** BEGIN Stored data **

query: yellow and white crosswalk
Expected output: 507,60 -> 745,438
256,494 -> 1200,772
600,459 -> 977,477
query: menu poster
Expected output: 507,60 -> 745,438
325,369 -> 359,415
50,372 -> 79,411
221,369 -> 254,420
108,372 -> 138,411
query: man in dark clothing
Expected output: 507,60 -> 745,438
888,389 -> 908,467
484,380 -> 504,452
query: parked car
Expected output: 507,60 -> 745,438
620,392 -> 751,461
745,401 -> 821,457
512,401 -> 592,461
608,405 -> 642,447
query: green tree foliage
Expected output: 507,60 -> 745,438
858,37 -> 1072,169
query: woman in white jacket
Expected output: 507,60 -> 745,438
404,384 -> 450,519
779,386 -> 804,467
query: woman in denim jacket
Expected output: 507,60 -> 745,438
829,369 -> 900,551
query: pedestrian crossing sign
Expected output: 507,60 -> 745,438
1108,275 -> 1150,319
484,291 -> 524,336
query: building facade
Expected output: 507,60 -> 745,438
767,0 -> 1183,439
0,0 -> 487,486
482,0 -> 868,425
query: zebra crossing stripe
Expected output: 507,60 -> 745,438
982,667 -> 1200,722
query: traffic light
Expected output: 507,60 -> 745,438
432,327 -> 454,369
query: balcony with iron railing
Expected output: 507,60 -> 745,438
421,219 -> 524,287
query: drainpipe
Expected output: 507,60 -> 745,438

** END Stored data **

Instruction. Output every line of the entries above as a numbered list, one line per item, omitting any blank lines.

Task response.
1. query: yellow and white crosswalk
2. Expected output: 507,60 -> 745,438
3. 256,494 -> 1200,772
4. 600,459 -> 977,477
5. query: menu poster
6. Expected output: 507,60 -> 745,438
7. 325,369 -> 359,415
8. 50,372 -> 79,411
9. 221,369 -> 254,420
10. 108,372 -> 138,411
11. query: man in dark clothing
12. Expected output: 507,60 -> 745,438
13. 888,389 -> 908,467
14. 484,380 -> 504,452
15. query: parked car
16. Expected output: 507,60 -> 745,438
17. 620,392 -> 751,461
18. 745,401 -> 821,457
19. 512,401 -> 592,461
20. 608,405 -> 642,447
21. query: green tree foliage
22. Expected output: 507,60 -> 745,438
23. 858,37 -> 1072,169
24. query: woman in white jacket
25. Expected output: 507,60 -> 745,438
26. 404,384 -> 450,519
27. 779,386 -> 804,467
28. query: woman in denim jacket
29. Expected output: 507,60 -> 745,438
30. 829,369 -> 900,551
31. query: pedestrian crossing sign
32. Expected output: 507,60 -> 745,438
33. 1108,275 -> 1150,319
34. 484,291 -> 524,336
35. query: building facade
36. Expected output: 507,60 -> 745,438
37. 767,0 -> 1183,439
38. 0,0 -> 487,486
39. 482,0 -> 868,425
40. query: zebra crossing stripe
41. Expected output: 507,60 -> 745,438
42. 982,667 -> 1200,722
43. query: traffic light
44. Expected output: 507,60 -> 745,438
45. 432,327 -> 454,369
46. query: balcony with iron railing
47. Expected output: 507,60 -> 745,438
48. 421,219 -> 524,287
49. query: drainpipe
50. Expected output: 507,60 -> 745,438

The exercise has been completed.